## QUOTED PASSAGE
WELLINGTON (XINHUA) – New Zealanders have been warned of higher ultra-violet (UV) radiation levels this coming summer and asked to be extra cautious against sunburn and skin cancer.
UV radiation is produced by the sun and too much exposure can damage people’s health by causing sunburn, premature ageing, and increasing the risk of skin cancer, according to experts yesterday.
This is of particular concern in New Zealand due to its ozone already being some of the thinnest in the world. According to a report released by the National Institute of Water and Atmospheric Research (NIWA), peak clear sky UV index levels between noon and 1pm at Leigh, Auckland, have been five per cent more on average and up to 10 per cent higher over the last month compared with the same period last year.
“A UV index level of three or more is enough to cause skin damage,” the report said. It has already reached UV level eight in New Zealand this week, which is rare in Britain, even in the height of summer, according to NIWA that provides daily UV level forecasts.
UV Index levels are predicted to reach between six and seven in the country’s south, seven to eight in central parts, and between eight and nine in the north over the weekend.
NIWA meteorologist Richard Turner said that New Zealand is likely experiencing elevated clear sky UV levels due to a slight depletion of the ozone layer over the past few months.

(Annotated photo localization lines)
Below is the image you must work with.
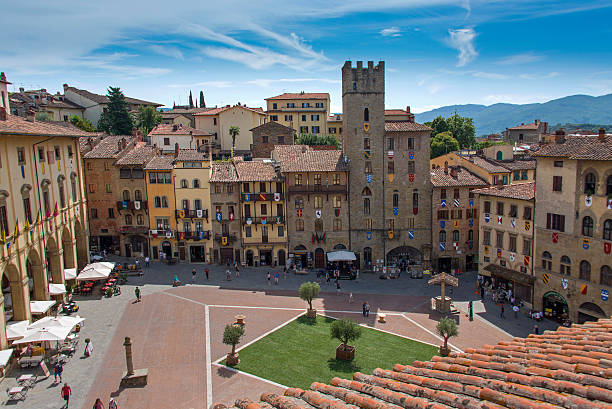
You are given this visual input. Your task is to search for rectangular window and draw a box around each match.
[553,176,563,192]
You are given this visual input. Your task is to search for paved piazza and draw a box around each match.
[3,260,556,409]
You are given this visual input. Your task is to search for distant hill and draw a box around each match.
[416,94,612,136]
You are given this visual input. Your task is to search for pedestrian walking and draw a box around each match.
[53,359,64,383]
[512,304,520,319]
[61,383,72,408]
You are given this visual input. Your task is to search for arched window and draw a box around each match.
[584,173,596,195]
[542,251,552,271]
[603,219,612,240]
[582,216,593,237]
[560,256,572,276]
[599,266,612,287]
[580,260,591,281]
[363,197,370,214]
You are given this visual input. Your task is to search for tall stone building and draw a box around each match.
[342,61,432,270]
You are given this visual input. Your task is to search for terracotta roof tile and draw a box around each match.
[472,182,535,200]
[273,145,348,172]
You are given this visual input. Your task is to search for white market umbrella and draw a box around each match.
[49,283,66,295]
[6,320,30,341]
[13,327,71,344]
[64,268,76,280]
[28,315,85,331]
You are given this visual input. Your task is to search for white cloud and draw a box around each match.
[496,52,544,65]
[448,28,478,67]
[380,26,402,37]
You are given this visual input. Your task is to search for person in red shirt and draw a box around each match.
[62,383,72,408]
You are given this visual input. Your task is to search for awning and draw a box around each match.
[30,301,55,314]
[484,264,535,285]
[327,250,357,262]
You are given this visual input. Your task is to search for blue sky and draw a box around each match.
[0,0,612,112]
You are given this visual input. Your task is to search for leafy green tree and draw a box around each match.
[70,115,95,132]
[330,318,361,346]
[436,317,459,349]
[430,131,459,159]
[223,324,244,355]
[298,281,321,310]
[98,87,134,135]
[229,125,240,158]
[136,105,162,136]
[446,111,476,148]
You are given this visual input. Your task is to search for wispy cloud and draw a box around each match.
[495,52,544,65]
[380,26,402,37]
[448,28,478,67]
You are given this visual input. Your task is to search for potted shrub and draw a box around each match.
[223,325,244,366]
[299,281,321,318]
[436,317,459,356]
[331,319,361,361]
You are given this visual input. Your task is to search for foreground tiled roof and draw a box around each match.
[473,182,535,200]
[431,166,487,187]
[534,134,612,160]
[274,145,348,172]
[266,92,329,101]
[0,115,92,137]
[215,319,612,409]
[385,121,433,132]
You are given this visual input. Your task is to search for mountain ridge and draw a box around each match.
[415,94,612,136]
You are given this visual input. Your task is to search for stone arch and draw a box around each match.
[25,247,47,301]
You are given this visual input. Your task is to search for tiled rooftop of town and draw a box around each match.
[216,319,612,409]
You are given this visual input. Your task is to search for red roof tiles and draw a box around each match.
[214,319,612,409]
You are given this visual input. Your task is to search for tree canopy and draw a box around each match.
[98,87,134,135]
[330,318,361,345]
[136,105,162,136]
[430,131,459,159]
[298,281,321,310]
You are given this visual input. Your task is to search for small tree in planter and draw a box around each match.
[330,319,361,361]
[223,325,244,366]
[299,281,321,318]
[436,317,459,356]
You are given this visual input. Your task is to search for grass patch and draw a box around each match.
[223,316,438,389]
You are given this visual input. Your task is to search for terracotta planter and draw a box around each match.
[336,344,355,361]
[225,353,240,366]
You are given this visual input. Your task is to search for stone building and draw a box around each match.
[0,103,89,349]
[251,121,295,158]
[234,160,287,266]
[83,135,137,255]
[473,182,535,307]
[114,142,155,257]
[534,129,612,322]
[342,61,432,269]
[431,166,487,273]
[272,145,350,268]
[210,162,242,264]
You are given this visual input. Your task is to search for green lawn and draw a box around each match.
[224,316,438,389]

## EXERCISE DETAILS
Copy out the part of the New Zealand UV article above that opens with the words containing "UV Index levels are" and closes with "over the weekend.".

## SOLUTION TO THE PROBLEM
UV Index levels are predicted to reach between six and seven in the country’s south, seven to eight in central parts, and between eight and nine in the north over the weekend.